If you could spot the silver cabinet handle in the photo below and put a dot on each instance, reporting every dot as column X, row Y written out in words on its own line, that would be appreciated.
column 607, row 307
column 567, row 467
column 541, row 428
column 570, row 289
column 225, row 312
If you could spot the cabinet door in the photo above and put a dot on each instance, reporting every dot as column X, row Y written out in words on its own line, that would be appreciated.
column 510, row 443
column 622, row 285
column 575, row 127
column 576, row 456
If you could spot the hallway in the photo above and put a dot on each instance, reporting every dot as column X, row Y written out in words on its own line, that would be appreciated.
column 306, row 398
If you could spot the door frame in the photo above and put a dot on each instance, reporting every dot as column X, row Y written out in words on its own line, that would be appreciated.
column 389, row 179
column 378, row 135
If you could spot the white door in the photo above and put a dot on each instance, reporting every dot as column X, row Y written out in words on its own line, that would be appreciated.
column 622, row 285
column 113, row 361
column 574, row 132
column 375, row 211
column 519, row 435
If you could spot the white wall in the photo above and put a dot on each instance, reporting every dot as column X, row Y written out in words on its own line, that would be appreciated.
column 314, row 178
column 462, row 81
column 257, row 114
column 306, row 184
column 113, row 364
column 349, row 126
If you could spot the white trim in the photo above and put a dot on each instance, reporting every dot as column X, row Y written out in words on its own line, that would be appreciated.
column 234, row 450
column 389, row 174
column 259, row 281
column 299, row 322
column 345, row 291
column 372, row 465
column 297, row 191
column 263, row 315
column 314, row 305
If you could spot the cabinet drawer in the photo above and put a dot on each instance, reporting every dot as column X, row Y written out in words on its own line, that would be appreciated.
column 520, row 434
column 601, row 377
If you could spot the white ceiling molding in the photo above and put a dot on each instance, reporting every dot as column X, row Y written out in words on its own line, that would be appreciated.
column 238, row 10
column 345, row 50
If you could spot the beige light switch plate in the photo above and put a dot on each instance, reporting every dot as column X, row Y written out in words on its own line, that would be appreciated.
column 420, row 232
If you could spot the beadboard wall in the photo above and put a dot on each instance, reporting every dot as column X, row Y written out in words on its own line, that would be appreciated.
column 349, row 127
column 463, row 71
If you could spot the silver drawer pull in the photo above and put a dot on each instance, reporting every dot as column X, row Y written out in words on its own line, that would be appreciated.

────

**Exercise goal:** Reproduce all entries. Keep them exact.

**Task output:**
If you could spot the silver cabinet handle in the photo below and put a dot on each instance, reporting every dot as column X, row Y written out in words on its own line, that would be appreciated.
column 607, row 307
column 567, row 467
column 541, row 428
column 570, row 289
column 225, row 312
If you could spot the cabinet door in the photo above and put a dot on each instance, reporting every dot as column X, row Y written out in words on its own line, that would be appreciated.
column 510, row 443
column 622, row 285
column 575, row 127
column 576, row 456
If you could spot the hallway in the photo above and put a dot on each instance, reporting every dot as column X, row Y written out in words on its own line, that would be appreciated.
column 306, row 398
If you could spot the door frame in the photo above and put a dot on each instance, reporting every dot as column X, row Y written out in words on its own line, that would be appreciated.
column 389, row 179
column 378, row 135
If you could spot the white door in the photo above and put a dot on each instance, reporting every dot as column X, row Y written out in words on its own line, that would be appreciated.
column 622, row 285
column 113, row 361
column 574, row 132
column 375, row 211
column 519, row 435
If you could spot the white wall in the photo above and put a dot on each instance, reporting every dot as column X, row Y written out in words on its own line, that would be appreciated.
column 314, row 178
column 462, row 81
column 257, row 114
column 306, row 184
column 113, row 364
column 349, row 126
If you could spot the white trim in the photo above and put a dot on each instance, reporting every dot as column X, row Y written out in words on its own line, that would be appreciated.
column 234, row 450
column 389, row 174
column 259, row 281
column 299, row 322
column 345, row 291
column 372, row 465
column 297, row 191
column 263, row 315
column 314, row 305
If you could spot the cabinet drawer in the photo above and put a dot on each instance, reporting every dot as column X, row Y written out in words on its own line, that would be appreciated.
column 520, row 434
column 601, row 377
If you could spot the white ceiling molding in the photo above and put a dot on each instance, reporting every dot as column X, row Y written out in words on its own line, that would be appreciated.
column 238, row 10
column 345, row 50
If you could spot the beige light switch plate in the photo above and put a dot on each instance, reporting every dot as column X, row Y written out in words on its own line, that would be appreciated.
column 420, row 232
If you could spot the beadboard wall in the photo above and put a dot on each instance, reporting every dot as column X, row Y written out in words on its own line, that would be appreciated.
column 349, row 127
column 463, row 71
If you could spot the silver drawer pull in the photo above and put a dot on each instance, reporting every dot as column X, row Y written out in words on its own line, that would be appreciated.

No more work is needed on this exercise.